▸ TASKS FOR THIS EXERCISE
**1)** In the school course descriptions, translate this sentence into Spanish: "Students are required to attend after school rehearsals and performances."
**2)** The school course descriptions include one art class that is open only to students who did not take Art in the 7th grade. Name every medium that its students use.
**3)** Extend the school course descriptions by writing what follows their final sentence.

Band gives students the opportunity to learn and understand musical notes, symbols and terms, as well as a chance to develop proficiency on their musical instruments. Students are required to perform at band concerts, band festival, and various school functions. Students are required to attend after school rehearsals and performances.


French I is a study of the French language with equal emphasis on listening, reading, speaking, writing and culture. Learning will concentrate on bringing new vocabulary and grammar into meaningful communicative situations. Students will be introduced to the French-speaking people and their customs and traditions by means of video, audio, and computer technology. Frequent listening activities will enhance students' ability to communicate in French. Cultural studies will include French cuisine, schools, family life, calendar, music, famous people, art, and geography.


This class is a continuation of French skills with an emphasis on speaking and understanding French through vocabulary building and use of technology. Students will continue to develop proficiency in the areas of listening, reading, speaking, writing, and culture. Culture studies include Paris, French cuisine, music, transportation, geography and more.


This course is offered to all students and introduces the four language skills: listening, reading, speaking, and writing the German language. Students will learn to talk and write about themselves, their families, and their daily lives. German-speaking countries, their people and lifestyles are studied using a variety of authentic media such as film, advertisement, and maps. Students will practice speaking German in classroom activities. They will also be exposed to German songs, festivals, and foods. Cultural topics include the home life of German teenagers, clothing, school, and leisure time activities.


German II is a continuation of conversational German with emphasis on speaking, reading, writing and comprehending German. The goal is for students to be able to express their own opinions in spoken and written German. Guided conversations and a variety of communicative activities continue to improve students’ pronunciation and comprehension. Topics include shopping, getting around German-speaking countries, and forms of entertainment, celebrations, and vacations.


Spanish I is a beginning course providing elementary practice in speaking, listening, reading, and writing the Spanish language. There is a strong emphasis on oral communication and listening comprehension through the use of varied classroom exercises as well as the use of authentic audio and video sources. This course is interwoven with much interesting information concerning school life, social life, geography, customs, songs, and foods of the many Spanish-speaking countries. The importance of Spanish to a person living in the U.S., as well as career opportunities are also discussed.


Students have an opportunity to develop their language skills through the continued balanced presentation of the four skills. More advanced reading passages, dialogues, and directed writings are utilized. Oral communication and listening comprehension continue to be a vital part of daily activities. Reading selections, class discussions, and videos portray a cross-section of Spanish culture including leisure time activities, family celebrations, clothing, school and daily life, health, shopping, travel, food, professions, and urban versus rural life.


This course focuses on the many aspects of yearbook journalism, including photography, layout design, interviewing, writing, editing and desktop publishing


Exploratory courses may contain a combination of 7th and 8th grade students.


This class puts emphasis on the basic principles of art and appreciation of the humanities. Students use a variety of media, including pencil, paints, oil pastels, pen and ink, and mixed media. Units explore drawing, color mixing and painting. These areas are all well-mingled with discussions on art history and the role of art and the artist in our changing world. This class is open only for those students who did not have Art in the 7th grade.


Drawing Fundamentals is a semester course, which provides students with a coaching environment to practice the perceptual skills needed to draw extraordinarily well. Students will unveil their current conversations and limitations they have about their drawing ability and will have breakthroughs in those conversations and abilities. Right brain and left-brain concepts are studied to enhance the quality of student work.

▸ COLLECTED DATA
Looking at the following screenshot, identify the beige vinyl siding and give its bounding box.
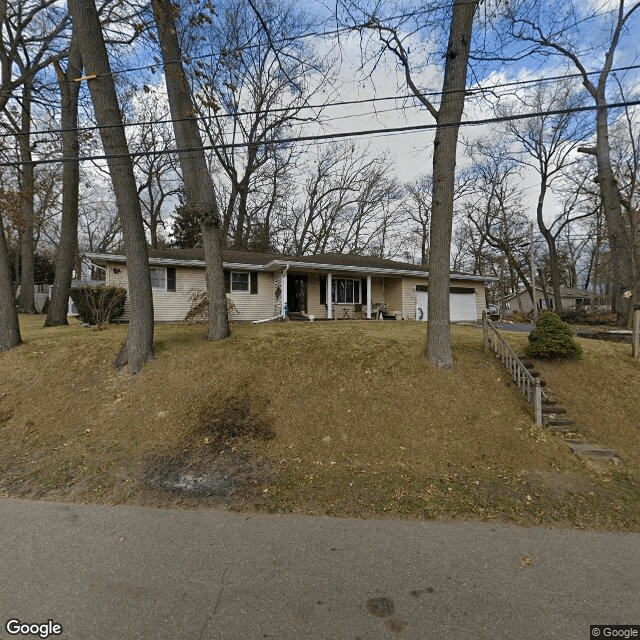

▸ EXERCISE RESPONSES
**1)** Los estudiantes deben asistir a los ensayos y las presentaciones después de clases.

**2)** Pencil, paints, oil pastels, pen and ink, and mixed media.

**3)**
This course is recommended for people who have a desire to learn or improve upon their drawing and rendering skills at the Jr. High and further develop illustration skills at the high school leading to different career pathways. Beginners as well as the more advanced will benefit from the "tricks of the trade" taught in this course. This class is open only for those students who did not have Drawing Fundamentals in the 7th grade.


Davis Junior High is the only school in the district with a music technology lab. Students in this class learn to compose, arrange, read and notate music. With the use of computers it allows students to see each musical note displayed on the computer screen in relation to time and pitch, which allows a better understanding of how the notated composition forms music. Students will have to use the five elements of music which are melody, rhythm, harmony, form, and tone color to manipulate music as they write songs and orchestrate arrangements. Musical experience is not required for this class. Everyone in the class learns how to play piano.


This elective allows students to learn the basics of acting and the fundamentals of stagecraft. Students also experience working together in pairs and groups to perform scenes. The communications skills draw on the students’ resourcefulness and help build self-confidence. This class is open only for those students who did not have Drama 7/8 in the 7th grade.


Vocal Music offers students a chance to perform and enjoy group singing. Students study singing, choreography and musical theory. Students are required to attend after school rehearsals and performances.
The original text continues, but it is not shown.